# Given passage
-- Opening Marker --

The elders' words reflect an understanding of humanness enacted throughout the text, a profoundly relational ontology which in Shona is known as hunhu. This term is closely related to the more well-known ubuntu, which comes from Zulu and related Nguni languages. The hunhu understanding of humanness as essentially relational is expressed in the well-known phrase by Kenyan philosopher John Mbiti, "I am, because we are; and since we are therefore I am" (109). It has been suggested that a similar conception of humanness is present in cultures throughout sub-Saharan Africa (Coetzee 48; Kaphagawani 337-8), although Kwasi Wiredu's warning against easy assumptions of "continent-wide generalizations" must not be forgotten (23). Drawing on accounts of scholars who have studied African traditions of relational ontology from loci of enunciation at various degrees of closeness to indigenous Shona culture, two important features of humanness as it is understood in hunhu can be distinguished. These two strands provide the logic of Musodza's story, and are explored below.
Personhood in "Herbert wants to return home"
The first strand of the hunhu conception is that a human person is "an extended self", in the sense of "an individual who recognises the sources of his or her own humanity, and so realises, with internal assurance, that in the absence of others, no grounds exist for a claim regarding the individual's own standing as a person" (Menkiti 324). As Azille Coetzee explains, in dominant Western conceptions the identity of persons and of concepts and things generally is understood in terms of sameness, the relation of the thing to itself, which remains constant. The opposite of sameness is difference. The human person pre-exists any relationship with others as a complete, autonomous, and fully coherent entity. In contrast, in the hunhu understanding, "subjects, concepts and things are not understood in terms of sameness with a unitary ideal, but constituted in a fluid network of relations with all other subjects, concepts and things" (Coetzee 47). People, things, and concepts are not fixed, and stable identities understood in opposition with other people, things, and concepts, but rather in relation to them. Difference is therefore not the opposite of identity, but rather its heart. In this conception, it makes no sense to say, "I am", but rather we have to say "I am what, where, with whom" (Wiredu 416). Hunhu is thus an ontological claim. In the hunhu conception, the existence of others is a necessary part of the structure of the self (Masolo, Self and Community in a Changing World 14). To reduce community to an aggregate of individuals, as mainstream Western philosophy does, results in the individual's "becoming alienated from his or her humanness" (Murungi 523).

-- Closing Marker --

# Task list
**A)** Name each scholar whose work the passage on hunhu cites with a page number, giving each name as the passage gives it.
**B)** Continue the passage on hunhu from its last sentence.

# Data below

-- Opening Marker --

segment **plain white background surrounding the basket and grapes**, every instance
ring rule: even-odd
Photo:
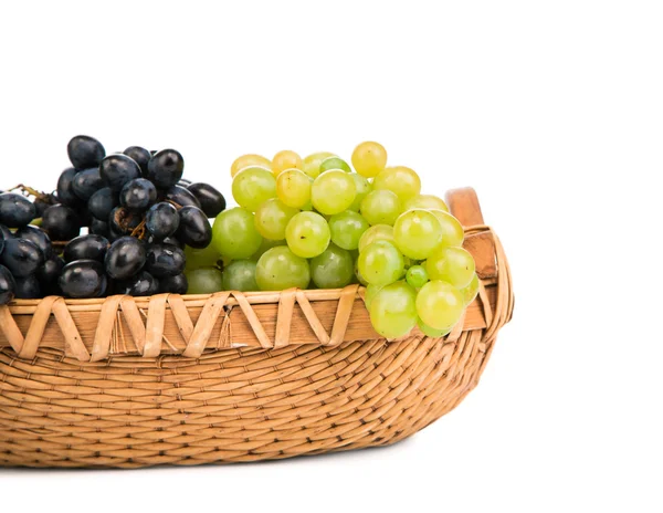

-- Closing Marker --

# Outputs by task
**A)** John Mbiti, Azille Coetzee, Kaphagawani, Kwasi Wiredu, Menkiti, Masolo, Murungi

**B)**
The second main thread of hunhu's conceptualisation of the human person arises from the first. Since relationships with other selves and the environment in which one lives is an essential structure of the self, human personhood with its distinctive capacities emerges from and through relationships with other humans in a lived context. The defining capacity of human beings is thus ethical, the capacity to have empathy with others because they are constitutive of oneself, because their well-being and dignity is one's own (Hapanyengwi-Chemhuru and Makuvaza 8), and to apply one's abilities in ways considered socially appropriate for the good of all. Additionally, moral principles are not understood as in many Western traditions as principles that emanate from the autonomous rational mind, but rather emerge through interactions between embodied, located human beings (Coetzee 50). D. A. Masolo says moral and customary teaching emphasises that "no good society can come about without the efforts of every member of society. Similarly, no society can engender for its members a sense of safety and humane conditions of life unless everyone contributes to making them possible". Growing up means learning that one "cannot live in society and be indifferent" (Masolo, "Western and African Communitarianism: A Comparison" 495).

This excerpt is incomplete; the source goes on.